Top of SOURCE INFORMATION
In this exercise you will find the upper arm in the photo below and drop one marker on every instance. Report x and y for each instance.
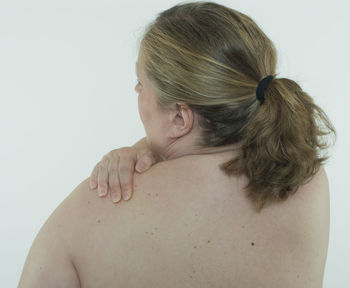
(48, 263)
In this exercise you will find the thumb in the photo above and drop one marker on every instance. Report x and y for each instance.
(145, 162)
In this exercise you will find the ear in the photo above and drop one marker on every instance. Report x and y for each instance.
(182, 119)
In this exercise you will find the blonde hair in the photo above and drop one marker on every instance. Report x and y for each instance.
(212, 58)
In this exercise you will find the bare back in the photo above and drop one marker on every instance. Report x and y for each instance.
(189, 225)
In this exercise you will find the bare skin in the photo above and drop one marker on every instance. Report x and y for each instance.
(189, 225)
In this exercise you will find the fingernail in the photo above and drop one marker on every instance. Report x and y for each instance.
(102, 192)
(140, 167)
(116, 197)
(126, 194)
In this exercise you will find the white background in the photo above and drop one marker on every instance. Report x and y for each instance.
(67, 77)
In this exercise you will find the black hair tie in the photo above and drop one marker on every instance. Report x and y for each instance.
(261, 88)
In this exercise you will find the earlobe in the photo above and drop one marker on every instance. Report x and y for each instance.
(183, 120)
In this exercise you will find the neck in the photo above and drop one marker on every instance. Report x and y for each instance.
(186, 146)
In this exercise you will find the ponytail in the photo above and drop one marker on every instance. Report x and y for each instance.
(280, 150)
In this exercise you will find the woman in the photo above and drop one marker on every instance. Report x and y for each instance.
(242, 199)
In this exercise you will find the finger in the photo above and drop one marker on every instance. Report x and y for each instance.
(102, 180)
(93, 177)
(114, 185)
(126, 173)
(145, 162)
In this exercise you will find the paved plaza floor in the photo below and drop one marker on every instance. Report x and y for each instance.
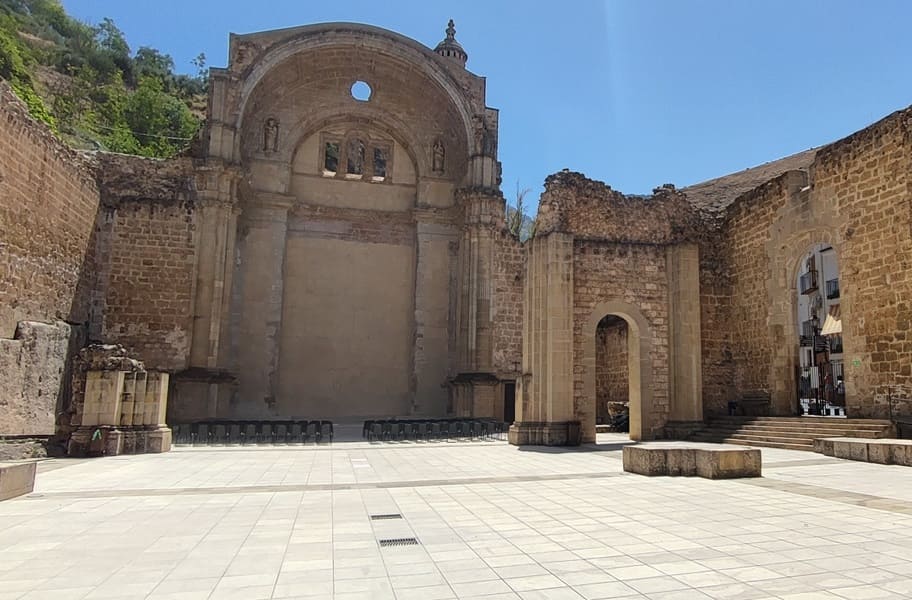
(491, 521)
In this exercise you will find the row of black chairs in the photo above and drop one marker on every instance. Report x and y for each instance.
(227, 433)
(389, 430)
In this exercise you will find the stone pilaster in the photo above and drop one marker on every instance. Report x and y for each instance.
(260, 291)
(545, 413)
(685, 364)
(432, 310)
(483, 214)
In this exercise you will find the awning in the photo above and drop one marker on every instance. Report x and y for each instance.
(833, 324)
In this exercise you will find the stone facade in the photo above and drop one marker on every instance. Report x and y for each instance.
(326, 255)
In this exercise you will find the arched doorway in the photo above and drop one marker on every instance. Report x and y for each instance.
(820, 373)
(612, 374)
(638, 367)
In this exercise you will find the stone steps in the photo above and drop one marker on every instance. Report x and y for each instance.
(787, 432)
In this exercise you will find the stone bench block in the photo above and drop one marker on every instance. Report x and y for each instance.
(711, 463)
(16, 479)
(883, 451)
(728, 463)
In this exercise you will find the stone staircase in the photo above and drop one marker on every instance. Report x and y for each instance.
(791, 433)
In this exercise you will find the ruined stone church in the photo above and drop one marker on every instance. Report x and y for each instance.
(335, 246)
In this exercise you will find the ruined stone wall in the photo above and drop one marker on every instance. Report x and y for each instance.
(612, 384)
(575, 204)
(147, 256)
(865, 180)
(635, 275)
(744, 255)
(48, 203)
(857, 199)
(509, 266)
(715, 322)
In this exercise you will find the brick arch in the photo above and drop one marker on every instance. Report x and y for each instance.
(782, 293)
(384, 123)
(639, 344)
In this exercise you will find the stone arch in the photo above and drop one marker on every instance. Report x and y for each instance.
(782, 298)
(373, 120)
(639, 343)
(366, 38)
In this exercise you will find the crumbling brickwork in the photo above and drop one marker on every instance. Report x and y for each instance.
(147, 237)
(48, 203)
(508, 297)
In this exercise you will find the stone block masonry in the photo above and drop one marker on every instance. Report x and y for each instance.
(48, 203)
(147, 245)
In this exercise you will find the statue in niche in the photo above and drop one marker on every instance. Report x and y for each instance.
(355, 157)
(485, 141)
(271, 135)
(439, 157)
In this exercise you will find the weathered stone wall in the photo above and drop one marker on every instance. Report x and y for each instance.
(749, 269)
(612, 385)
(32, 368)
(509, 266)
(48, 203)
(856, 197)
(146, 248)
(587, 208)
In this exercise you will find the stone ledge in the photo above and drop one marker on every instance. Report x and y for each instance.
(883, 451)
(16, 479)
(689, 461)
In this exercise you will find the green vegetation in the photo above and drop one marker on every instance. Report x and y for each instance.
(84, 81)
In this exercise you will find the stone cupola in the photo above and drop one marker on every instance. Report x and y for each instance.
(450, 48)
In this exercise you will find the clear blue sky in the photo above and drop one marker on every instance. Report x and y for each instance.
(635, 93)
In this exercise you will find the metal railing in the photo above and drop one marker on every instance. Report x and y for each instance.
(808, 282)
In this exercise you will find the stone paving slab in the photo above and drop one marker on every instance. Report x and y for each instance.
(491, 521)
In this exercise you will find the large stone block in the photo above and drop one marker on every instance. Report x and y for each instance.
(711, 463)
(544, 434)
(16, 479)
(646, 461)
(728, 463)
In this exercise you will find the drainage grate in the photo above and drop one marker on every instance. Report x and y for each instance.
(399, 542)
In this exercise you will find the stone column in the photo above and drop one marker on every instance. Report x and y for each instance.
(217, 228)
(483, 212)
(159, 437)
(545, 415)
(685, 362)
(260, 294)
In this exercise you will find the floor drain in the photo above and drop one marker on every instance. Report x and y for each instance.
(399, 542)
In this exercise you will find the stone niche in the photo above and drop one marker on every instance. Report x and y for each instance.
(118, 406)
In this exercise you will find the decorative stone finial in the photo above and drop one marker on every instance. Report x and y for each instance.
(450, 48)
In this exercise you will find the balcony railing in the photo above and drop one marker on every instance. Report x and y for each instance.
(808, 329)
(808, 282)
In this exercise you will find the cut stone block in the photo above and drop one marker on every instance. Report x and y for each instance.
(883, 451)
(711, 463)
(728, 463)
(16, 479)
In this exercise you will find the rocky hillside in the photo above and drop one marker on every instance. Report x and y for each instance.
(87, 84)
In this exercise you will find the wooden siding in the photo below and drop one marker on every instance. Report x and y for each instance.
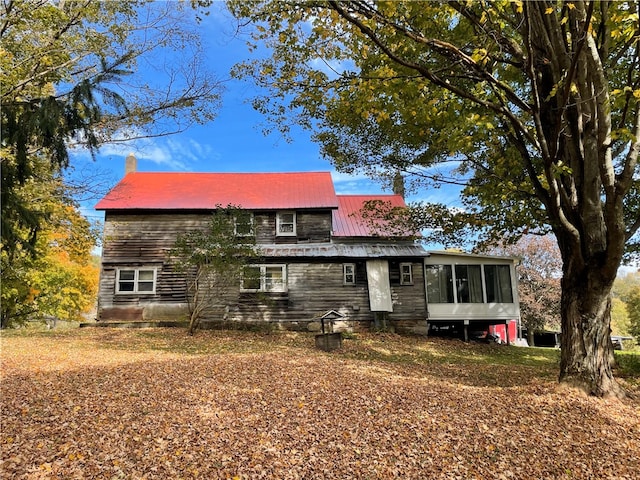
(314, 285)
(314, 227)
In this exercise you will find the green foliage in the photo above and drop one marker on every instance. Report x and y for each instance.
(539, 272)
(531, 108)
(212, 261)
(443, 92)
(56, 277)
(62, 69)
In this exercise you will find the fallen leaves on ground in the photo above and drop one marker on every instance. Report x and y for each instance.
(157, 404)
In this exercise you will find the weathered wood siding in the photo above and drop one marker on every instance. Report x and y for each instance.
(139, 240)
(314, 286)
(313, 226)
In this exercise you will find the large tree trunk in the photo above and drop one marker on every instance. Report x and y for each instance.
(586, 351)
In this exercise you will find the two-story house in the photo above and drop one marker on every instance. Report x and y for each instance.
(316, 254)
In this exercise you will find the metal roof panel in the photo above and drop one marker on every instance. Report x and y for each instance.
(204, 191)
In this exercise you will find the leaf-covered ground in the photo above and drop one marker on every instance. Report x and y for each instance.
(134, 404)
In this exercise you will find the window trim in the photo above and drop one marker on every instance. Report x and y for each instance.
(345, 273)
(279, 223)
(410, 281)
(136, 281)
(263, 270)
(251, 226)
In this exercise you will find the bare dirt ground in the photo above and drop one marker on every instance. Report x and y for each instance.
(157, 404)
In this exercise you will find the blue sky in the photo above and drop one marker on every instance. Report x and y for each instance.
(234, 141)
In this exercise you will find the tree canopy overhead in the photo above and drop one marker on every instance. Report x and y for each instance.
(531, 106)
(69, 75)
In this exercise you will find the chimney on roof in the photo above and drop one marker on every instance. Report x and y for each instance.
(398, 184)
(130, 164)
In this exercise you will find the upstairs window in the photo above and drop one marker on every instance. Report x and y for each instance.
(406, 274)
(497, 279)
(136, 280)
(286, 224)
(264, 278)
(244, 224)
(349, 273)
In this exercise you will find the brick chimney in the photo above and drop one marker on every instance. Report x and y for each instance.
(398, 184)
(130, 164)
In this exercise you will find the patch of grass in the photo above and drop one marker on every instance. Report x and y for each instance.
(628, 364)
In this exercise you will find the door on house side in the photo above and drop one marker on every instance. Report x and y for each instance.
(379, 286)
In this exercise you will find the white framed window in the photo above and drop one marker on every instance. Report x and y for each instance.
(264, 278)
(136, 280)
(286, 224)
(244, 224)
(406, 274)
(349, 273)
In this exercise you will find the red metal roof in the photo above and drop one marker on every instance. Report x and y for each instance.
(203, 191)
(348, 221)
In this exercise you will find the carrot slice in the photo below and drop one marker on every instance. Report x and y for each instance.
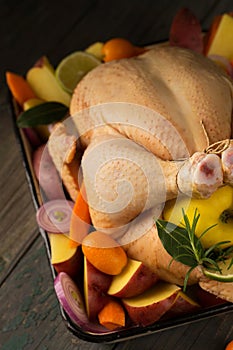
(112, 315)
(19, 88)
(80, 219)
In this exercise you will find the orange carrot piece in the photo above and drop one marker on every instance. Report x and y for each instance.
(80, 219)
(112, 315)
(19, 88)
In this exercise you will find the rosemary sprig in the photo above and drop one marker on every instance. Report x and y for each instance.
(184, 246)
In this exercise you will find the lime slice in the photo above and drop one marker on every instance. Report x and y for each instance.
(226, 274)
(73, 68)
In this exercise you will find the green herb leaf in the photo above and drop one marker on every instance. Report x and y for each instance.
(176, 241)
(45, 113)
(184, 246)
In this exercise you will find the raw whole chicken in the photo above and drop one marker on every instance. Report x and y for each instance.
(152, 128)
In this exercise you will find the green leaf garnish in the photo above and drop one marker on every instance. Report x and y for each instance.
(184, 246)
(44, 113)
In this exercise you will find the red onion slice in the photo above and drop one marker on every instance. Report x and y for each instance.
(71, 300)
(54, 216)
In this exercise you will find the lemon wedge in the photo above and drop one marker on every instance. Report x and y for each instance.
(73, 67)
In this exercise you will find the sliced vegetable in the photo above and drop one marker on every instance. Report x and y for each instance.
(19, 88)
(71, 300)
(54, 216)
(45, 113)
(80, 219)
(112, 315)
(47, 174)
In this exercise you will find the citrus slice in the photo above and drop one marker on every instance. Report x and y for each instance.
(73, 67)
(226, 274)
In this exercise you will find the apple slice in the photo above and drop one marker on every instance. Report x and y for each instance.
(134, 279)
(151, 305)
(65, 258)
(43, 81)
(96, 285)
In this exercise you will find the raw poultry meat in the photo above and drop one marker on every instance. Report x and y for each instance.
(145, 125)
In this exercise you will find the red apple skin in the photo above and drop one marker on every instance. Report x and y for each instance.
(141, 280)
(148, 314)
(97, 287)
(73, 266)
(207, 299)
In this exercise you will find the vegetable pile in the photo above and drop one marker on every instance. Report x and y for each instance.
(99, 286)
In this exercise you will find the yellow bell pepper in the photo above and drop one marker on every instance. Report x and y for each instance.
(216, 210)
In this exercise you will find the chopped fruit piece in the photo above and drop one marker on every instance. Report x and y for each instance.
(104, 253)
(151, 305)
(134, 279)
(117, 48)
(19, 88)
(96, 284)
(42, 79)
(73, 68)
(221, 43)
(112, 316)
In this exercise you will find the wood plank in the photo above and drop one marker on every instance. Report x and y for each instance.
(30, 315)
(17, 214)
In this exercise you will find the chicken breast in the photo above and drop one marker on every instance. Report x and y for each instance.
(186, 91)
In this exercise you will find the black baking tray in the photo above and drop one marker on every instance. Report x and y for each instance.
(114, 336)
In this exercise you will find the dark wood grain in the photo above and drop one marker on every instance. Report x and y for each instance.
(29, 312)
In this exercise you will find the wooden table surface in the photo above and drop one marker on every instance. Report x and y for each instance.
(29, 311)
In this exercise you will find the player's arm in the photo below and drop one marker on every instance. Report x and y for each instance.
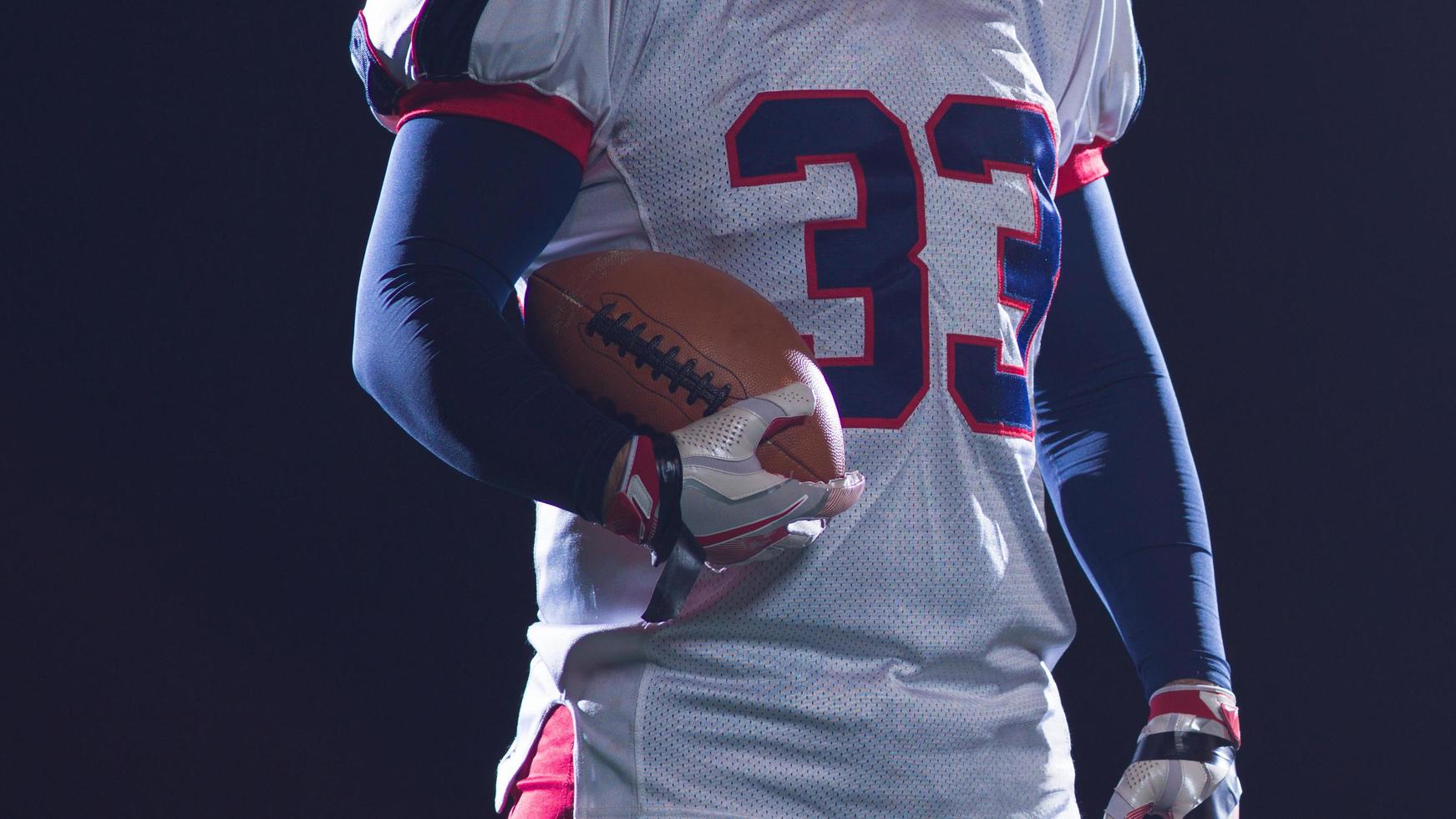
(466, 205)
(1119, 471)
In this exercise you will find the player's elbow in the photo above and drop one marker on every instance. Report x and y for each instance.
(373, 364)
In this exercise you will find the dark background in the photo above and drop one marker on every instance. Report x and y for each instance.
(237, 589)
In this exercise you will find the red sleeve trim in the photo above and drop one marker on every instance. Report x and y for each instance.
(519, 104)
(1082, 168)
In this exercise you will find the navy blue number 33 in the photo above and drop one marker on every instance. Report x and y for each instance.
(877, 256)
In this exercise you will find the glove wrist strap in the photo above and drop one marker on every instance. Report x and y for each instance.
(672, 544)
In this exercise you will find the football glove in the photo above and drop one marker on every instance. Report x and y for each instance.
(1183, 767)
(699, 495)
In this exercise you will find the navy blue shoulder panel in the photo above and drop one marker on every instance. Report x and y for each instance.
(380, 89)
(443, 37)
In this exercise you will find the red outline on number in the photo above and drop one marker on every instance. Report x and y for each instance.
(1002, 233)
(811, 227)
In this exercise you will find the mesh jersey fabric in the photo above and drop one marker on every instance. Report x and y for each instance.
(901, 665)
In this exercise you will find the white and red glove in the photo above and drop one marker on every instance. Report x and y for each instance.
(701, 496)
(1183, 767)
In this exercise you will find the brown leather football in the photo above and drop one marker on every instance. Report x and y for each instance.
(660, 341)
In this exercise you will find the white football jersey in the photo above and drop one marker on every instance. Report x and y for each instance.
(884, 172)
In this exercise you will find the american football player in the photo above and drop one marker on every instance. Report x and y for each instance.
(909, 184)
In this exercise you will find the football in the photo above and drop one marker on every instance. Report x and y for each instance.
(660, 341)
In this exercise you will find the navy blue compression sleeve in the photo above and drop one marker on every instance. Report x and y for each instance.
(464, 207)
(1116, 460)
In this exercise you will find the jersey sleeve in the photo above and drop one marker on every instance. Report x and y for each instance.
(1103, 92)
(536, 64)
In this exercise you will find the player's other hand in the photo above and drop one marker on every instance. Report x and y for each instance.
(736, 509)
(1183, 767)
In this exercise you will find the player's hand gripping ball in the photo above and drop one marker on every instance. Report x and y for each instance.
(1183, 767)
(742, 450)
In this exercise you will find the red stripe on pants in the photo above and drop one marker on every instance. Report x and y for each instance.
(546, 786)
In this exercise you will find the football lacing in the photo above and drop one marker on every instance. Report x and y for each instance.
(648, 353)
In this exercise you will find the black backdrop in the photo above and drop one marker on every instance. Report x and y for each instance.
(237, 589)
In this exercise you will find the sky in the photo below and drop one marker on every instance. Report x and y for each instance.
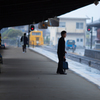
(85, 12)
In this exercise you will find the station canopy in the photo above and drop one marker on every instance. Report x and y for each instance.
(23, 12)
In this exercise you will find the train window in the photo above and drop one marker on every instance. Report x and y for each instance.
(36, 33)
(62, 24)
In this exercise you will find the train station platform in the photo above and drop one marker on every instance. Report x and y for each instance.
(31, 76)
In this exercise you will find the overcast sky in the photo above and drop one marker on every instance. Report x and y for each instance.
(84, 12)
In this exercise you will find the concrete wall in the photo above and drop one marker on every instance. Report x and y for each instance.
(92, 53)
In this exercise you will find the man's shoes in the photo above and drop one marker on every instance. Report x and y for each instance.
(58, 72)
(63, 73)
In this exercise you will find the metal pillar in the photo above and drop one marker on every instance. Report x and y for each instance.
(91, 40)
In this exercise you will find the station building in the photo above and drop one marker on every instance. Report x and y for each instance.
(75, 27)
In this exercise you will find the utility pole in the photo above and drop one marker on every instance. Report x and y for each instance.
(91, 39)
(91, 33)
(28, 34)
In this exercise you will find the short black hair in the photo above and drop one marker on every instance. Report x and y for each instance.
(24, 34)
(63, 32)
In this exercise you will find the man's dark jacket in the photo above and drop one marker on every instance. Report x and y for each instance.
(61, 48)
(24, 39)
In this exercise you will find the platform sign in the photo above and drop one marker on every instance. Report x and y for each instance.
(98, 33)
(53, 22)
(0, 39)
(43, 25)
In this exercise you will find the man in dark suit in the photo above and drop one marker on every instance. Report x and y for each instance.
(24, 39)
(61, 52)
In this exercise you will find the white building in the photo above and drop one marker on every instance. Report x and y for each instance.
(75, 27)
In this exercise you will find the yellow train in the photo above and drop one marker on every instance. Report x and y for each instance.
(36, 38)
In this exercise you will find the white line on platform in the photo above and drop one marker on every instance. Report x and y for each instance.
(91, 74)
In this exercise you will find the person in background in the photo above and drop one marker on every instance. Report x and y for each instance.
(61, 52)
(24, 40)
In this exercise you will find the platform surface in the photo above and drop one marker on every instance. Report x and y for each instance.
(31, 76)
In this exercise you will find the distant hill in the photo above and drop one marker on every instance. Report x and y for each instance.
(11, 34)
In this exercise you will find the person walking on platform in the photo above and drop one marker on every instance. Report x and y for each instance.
(24, 40)
(61, 52)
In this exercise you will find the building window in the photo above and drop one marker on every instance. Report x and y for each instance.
(79, 25)
(81, 40)
(62, 24)
(77, 40)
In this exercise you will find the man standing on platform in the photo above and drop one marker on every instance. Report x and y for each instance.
(61, 52)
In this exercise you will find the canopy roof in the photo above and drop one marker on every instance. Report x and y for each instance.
(23, 12)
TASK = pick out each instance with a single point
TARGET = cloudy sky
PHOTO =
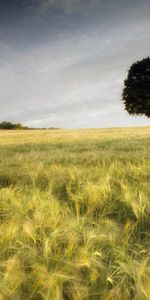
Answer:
(63, 62)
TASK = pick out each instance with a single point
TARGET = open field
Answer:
(75, 214)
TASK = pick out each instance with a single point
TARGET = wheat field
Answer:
(75, 214)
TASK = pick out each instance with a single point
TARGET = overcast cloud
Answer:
(63, 62)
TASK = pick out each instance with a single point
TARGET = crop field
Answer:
(75, 214)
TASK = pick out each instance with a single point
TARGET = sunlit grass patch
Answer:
(75, 215)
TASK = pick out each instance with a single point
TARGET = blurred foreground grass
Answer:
(75, 214)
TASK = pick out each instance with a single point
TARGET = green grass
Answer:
(75, 214)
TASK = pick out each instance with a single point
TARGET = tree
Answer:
(136, 92)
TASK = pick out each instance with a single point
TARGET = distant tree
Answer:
(136, 92)
(9, 126)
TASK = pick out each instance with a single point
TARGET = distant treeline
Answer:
(18, 126)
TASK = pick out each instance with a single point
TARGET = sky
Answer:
(63, 62)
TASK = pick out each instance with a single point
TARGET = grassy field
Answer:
(75, 214)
Bottom of SOURCE INFORMATION
EXERCISE DETAILS :: Across the data, pull every line containing the string "field".

TASK SOLUTION ::
TARGET = open field
TARGET = wheat field
TARGET = crop field
TARGET = grassy field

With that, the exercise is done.